● **Aim of the task**:
Across all entries below, how many lines include "courgette"? Answer with the number alone.

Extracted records

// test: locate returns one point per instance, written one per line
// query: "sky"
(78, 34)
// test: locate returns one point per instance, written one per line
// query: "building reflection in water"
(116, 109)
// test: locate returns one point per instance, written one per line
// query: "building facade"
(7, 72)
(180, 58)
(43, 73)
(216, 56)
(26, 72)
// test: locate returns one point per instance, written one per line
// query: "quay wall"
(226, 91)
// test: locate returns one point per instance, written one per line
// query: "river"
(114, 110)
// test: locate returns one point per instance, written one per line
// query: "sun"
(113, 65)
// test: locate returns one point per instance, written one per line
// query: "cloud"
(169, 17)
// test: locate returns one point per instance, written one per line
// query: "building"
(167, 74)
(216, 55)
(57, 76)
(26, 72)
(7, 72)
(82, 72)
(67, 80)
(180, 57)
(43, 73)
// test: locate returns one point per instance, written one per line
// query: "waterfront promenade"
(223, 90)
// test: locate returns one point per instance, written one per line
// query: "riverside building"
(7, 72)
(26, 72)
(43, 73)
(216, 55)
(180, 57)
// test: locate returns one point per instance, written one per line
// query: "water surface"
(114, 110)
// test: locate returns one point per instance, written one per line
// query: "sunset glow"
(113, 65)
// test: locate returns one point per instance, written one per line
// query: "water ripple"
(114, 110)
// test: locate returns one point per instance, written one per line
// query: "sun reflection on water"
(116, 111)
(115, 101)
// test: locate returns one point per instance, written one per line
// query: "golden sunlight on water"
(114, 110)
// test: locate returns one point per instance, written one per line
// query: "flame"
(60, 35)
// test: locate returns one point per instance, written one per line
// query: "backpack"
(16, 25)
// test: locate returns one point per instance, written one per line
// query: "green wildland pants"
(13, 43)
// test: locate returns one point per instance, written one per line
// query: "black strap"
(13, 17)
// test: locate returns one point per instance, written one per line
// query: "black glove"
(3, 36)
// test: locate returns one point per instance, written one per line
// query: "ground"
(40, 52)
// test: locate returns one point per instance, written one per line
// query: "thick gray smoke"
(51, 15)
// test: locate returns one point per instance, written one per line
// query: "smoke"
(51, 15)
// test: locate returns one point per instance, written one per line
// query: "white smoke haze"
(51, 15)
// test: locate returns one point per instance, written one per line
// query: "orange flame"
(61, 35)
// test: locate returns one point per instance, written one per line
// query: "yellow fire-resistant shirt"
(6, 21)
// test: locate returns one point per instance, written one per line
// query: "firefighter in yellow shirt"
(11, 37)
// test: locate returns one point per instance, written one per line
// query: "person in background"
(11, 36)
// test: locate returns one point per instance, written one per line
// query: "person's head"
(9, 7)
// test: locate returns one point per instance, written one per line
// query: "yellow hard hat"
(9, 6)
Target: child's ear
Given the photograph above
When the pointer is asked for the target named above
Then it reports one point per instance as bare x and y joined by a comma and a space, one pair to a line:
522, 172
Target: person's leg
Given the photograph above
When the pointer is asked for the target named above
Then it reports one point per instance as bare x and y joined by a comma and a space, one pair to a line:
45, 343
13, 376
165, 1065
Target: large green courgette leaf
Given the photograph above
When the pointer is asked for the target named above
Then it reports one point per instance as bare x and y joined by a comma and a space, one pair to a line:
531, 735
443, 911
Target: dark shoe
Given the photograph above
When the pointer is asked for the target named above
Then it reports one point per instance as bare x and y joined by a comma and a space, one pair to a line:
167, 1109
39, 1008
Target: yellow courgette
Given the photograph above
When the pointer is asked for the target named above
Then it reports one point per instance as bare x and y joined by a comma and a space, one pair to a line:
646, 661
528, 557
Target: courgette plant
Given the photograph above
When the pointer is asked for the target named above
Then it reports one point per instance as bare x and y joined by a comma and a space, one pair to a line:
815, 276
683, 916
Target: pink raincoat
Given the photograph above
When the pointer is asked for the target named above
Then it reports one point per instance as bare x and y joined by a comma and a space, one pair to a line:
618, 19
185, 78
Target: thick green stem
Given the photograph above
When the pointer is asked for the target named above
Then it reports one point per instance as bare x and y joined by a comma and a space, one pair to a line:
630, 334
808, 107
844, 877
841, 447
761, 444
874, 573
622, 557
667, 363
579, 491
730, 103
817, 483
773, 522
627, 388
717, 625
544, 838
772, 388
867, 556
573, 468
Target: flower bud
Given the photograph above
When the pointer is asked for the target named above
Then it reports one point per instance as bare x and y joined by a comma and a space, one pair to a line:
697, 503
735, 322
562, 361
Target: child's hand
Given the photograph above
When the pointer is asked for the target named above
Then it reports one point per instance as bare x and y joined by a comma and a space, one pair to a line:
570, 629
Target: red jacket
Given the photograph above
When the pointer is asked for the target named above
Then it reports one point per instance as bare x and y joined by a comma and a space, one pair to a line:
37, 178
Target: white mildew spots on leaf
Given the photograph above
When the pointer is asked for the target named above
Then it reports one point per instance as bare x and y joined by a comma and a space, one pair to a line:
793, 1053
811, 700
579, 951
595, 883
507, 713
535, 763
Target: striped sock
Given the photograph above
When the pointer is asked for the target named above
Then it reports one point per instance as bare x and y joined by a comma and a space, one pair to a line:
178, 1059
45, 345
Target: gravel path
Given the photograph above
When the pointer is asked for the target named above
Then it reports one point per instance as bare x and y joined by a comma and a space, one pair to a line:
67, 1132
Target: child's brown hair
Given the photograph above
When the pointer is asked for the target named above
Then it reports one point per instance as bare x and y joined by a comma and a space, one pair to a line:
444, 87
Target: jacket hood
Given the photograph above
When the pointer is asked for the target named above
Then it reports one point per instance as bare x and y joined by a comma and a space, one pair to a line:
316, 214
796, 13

● **Problem solution**:
3